Select every line containing the word "focus" from the material, and copy those lines.

# Dataset records
────

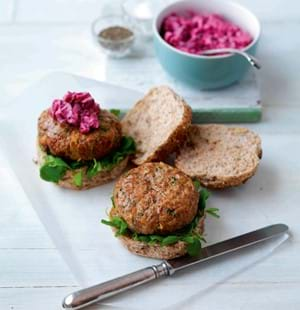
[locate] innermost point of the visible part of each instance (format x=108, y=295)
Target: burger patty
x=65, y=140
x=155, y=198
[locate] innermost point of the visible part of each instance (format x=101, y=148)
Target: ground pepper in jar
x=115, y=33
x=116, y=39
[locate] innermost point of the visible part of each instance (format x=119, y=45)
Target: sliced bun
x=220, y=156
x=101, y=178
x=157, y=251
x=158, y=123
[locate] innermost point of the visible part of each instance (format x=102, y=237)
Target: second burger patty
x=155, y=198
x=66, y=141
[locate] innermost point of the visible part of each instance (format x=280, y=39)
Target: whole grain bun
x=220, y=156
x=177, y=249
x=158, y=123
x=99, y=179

────

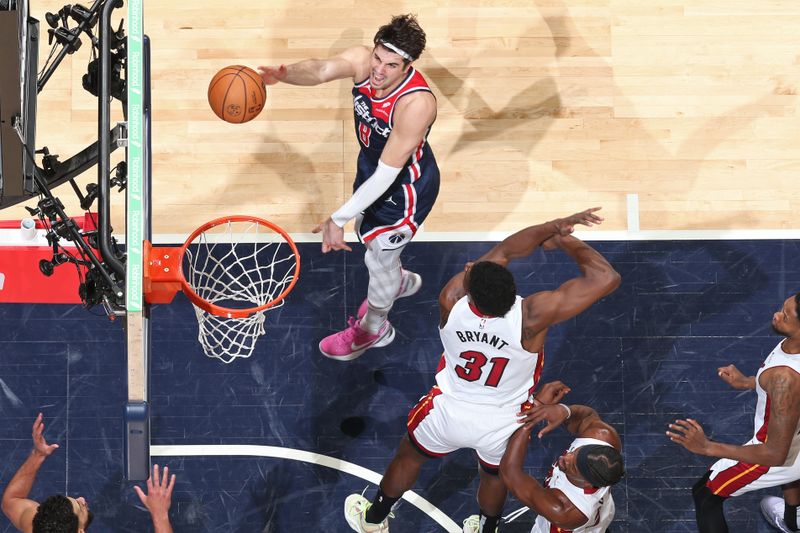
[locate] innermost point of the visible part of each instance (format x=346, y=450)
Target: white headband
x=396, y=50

────

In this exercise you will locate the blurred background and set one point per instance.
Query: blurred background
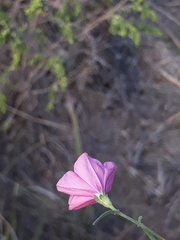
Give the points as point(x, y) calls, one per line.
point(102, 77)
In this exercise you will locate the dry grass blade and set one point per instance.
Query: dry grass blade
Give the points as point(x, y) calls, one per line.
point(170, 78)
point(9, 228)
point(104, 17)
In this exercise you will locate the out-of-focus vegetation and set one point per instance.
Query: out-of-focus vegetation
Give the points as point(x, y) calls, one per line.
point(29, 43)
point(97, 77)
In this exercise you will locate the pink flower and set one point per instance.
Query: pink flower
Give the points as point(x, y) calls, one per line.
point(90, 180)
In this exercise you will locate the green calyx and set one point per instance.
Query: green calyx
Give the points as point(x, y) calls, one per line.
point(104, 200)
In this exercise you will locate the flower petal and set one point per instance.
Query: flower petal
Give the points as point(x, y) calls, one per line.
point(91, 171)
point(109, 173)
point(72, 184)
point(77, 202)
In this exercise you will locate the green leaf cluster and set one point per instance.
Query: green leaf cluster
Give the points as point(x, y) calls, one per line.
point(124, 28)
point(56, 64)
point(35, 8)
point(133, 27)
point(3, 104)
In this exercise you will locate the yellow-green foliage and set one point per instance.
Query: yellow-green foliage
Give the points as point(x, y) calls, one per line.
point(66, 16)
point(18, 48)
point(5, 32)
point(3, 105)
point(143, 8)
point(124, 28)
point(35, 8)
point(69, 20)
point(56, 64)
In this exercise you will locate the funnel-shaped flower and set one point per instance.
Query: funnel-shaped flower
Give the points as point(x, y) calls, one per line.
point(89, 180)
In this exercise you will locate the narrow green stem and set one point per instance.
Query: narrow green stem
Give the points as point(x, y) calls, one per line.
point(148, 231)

────

# Answer to this task
In this exercise you will locate the out-of-focus vegetation and set one point per instance.
Query: out-of-focus vegetation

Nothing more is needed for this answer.